Express the records below as a two-column CSV headed instruction and coordinates, with one row for each piece of text and its answer. Quote every field, turn line breaks into spaces, and leave out the pictures.
———
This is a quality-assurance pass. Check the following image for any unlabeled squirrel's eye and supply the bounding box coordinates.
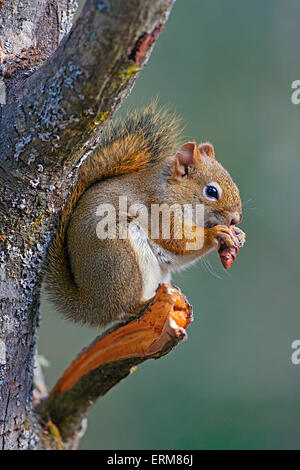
[203,183,222,201]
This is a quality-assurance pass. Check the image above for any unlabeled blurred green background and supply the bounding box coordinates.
[39,0,300,449]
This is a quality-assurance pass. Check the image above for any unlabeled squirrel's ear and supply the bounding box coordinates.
[172,142,201,180]
[199,142,215,158]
———
__Response to this exercise__
instruction,coordinates
"This is a quality-assurance pass. Check the following image for any unlabeled squirrel's eye and supply the bounding box coordinates.","[203,183,222,201]"
"This is a quality-assurance pass. Check the image above for any unlabeled blurred green background and supply the bounding box coordinates.","[39,0,300,449]"
"This is a quality-assurance pass. Check the image above for any unlabeled squirrel's ear and supply the bounding box coordinates.","[172,142,201,180] [199,142,215,158]"